**Your task:** Leaving the pictures out, transcribe the records below exactly.

**Records for this exercise:**
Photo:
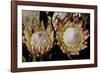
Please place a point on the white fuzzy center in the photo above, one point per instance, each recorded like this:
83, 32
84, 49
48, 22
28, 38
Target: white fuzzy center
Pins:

**Expected answer:**
Photo:
Please place a point on the white fuzzy center in the photo above, one point per instance, each recorded like this:
83, 32
84, 49
48, 22
28, 38
Target: white fuzzy center
Pins:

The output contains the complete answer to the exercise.